— Set problem —
Rewrite every line of the records, the labeling instructions included, beginning at the line that has "One point marks each instance of the black beard." and stopping after the last line of the records. Shift each x and y coordinate in the answers by -34.

•••

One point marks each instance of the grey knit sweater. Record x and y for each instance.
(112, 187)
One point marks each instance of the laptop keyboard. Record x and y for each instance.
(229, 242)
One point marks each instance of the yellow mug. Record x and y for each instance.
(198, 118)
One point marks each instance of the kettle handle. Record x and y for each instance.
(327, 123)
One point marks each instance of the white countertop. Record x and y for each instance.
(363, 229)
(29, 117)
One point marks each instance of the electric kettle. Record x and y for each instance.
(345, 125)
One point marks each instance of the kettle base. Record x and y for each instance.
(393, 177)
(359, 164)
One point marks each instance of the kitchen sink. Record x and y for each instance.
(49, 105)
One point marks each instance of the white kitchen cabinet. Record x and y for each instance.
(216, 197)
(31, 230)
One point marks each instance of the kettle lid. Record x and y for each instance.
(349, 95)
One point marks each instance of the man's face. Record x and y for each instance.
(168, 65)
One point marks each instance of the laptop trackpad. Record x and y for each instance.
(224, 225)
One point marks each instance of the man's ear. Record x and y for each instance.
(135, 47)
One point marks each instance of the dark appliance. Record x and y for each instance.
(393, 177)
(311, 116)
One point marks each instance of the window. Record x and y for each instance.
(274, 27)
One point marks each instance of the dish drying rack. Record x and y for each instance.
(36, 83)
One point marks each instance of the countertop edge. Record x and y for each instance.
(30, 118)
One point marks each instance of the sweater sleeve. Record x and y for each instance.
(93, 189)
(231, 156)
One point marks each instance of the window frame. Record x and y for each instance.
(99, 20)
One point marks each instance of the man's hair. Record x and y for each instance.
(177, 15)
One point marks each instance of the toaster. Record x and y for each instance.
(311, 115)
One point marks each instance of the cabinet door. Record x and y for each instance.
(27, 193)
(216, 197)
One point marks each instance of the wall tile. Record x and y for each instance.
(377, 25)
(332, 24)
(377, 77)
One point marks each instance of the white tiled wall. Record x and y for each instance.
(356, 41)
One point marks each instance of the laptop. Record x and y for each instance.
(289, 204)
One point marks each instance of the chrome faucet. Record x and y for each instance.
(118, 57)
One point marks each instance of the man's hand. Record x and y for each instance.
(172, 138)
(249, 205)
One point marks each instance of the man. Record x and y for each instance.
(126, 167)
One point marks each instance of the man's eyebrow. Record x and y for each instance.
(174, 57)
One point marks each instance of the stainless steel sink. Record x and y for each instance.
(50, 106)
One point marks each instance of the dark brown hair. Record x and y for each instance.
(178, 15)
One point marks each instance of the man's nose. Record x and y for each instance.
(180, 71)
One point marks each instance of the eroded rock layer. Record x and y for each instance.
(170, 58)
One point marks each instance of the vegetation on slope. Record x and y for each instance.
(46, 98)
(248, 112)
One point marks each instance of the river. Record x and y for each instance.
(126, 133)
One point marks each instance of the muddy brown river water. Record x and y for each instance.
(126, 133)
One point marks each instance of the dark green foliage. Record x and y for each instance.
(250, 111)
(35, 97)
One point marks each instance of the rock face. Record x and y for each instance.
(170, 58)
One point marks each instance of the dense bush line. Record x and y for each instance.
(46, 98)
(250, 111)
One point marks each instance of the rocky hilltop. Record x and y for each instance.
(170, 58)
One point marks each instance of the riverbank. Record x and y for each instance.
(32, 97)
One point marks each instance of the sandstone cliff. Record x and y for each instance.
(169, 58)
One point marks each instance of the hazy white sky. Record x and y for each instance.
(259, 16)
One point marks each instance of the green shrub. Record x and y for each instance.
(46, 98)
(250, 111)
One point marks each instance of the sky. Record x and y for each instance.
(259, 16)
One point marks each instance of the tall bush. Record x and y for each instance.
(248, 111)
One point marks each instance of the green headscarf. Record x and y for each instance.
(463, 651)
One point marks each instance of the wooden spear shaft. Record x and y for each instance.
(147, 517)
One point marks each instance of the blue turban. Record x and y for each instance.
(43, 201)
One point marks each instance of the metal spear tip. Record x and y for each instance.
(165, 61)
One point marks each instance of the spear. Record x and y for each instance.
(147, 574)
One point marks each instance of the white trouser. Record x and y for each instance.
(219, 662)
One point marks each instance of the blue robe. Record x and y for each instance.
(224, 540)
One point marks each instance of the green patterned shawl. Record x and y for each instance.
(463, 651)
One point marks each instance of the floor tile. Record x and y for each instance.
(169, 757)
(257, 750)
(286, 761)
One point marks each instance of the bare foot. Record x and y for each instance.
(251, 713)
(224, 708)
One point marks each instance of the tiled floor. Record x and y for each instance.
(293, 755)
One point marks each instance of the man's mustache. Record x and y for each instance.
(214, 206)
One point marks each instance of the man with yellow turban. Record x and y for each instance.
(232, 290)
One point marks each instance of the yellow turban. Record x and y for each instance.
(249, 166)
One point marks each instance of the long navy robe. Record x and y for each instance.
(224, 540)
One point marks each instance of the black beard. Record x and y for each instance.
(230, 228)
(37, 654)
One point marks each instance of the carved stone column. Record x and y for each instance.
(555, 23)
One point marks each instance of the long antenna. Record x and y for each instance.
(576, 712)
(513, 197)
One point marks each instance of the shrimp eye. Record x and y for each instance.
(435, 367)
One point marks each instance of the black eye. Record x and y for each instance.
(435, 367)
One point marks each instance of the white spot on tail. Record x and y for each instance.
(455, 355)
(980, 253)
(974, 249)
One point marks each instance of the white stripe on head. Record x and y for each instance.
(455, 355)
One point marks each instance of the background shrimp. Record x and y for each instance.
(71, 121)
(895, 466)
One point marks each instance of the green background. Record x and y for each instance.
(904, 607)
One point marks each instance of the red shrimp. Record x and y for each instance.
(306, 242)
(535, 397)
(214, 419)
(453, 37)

•••

— Correct output —
One point marks each instance of the black beard. Record x and y for each instance.
(196, 194)
(3, 620)
One point marks each instance of the carved stone column. Record x and y for each instance.
(521, -11)
One point marks each instance of the long antenna. Record x and y for each instance.
(542, 678)
(479, 163)
One point marks each instance of the shrimp eye. Record x and y for each instance.
(401, 333)
One point marks each instance of the black eye. Record x and y for each instance.
(401, 333)
One point marks each instance of the white spot on tail. Record x and y for each instance.
(421, 321)
(946, 219)
(940, 215)
One point marks each instance of the white stripe on head. Record x and y for each instance.
(421, 321)
One point marks each instance of the background shrimp. Record x and y for each instance.
(37, 87)
(861, 432)
One point marks each instance of the green background. Record x and y for each instance.
(870, 573)
One point marks each instance of the red shrimp. Record x and y for each instance.
(272, 208)
(501, 363)
(180, 385)
(419, 3)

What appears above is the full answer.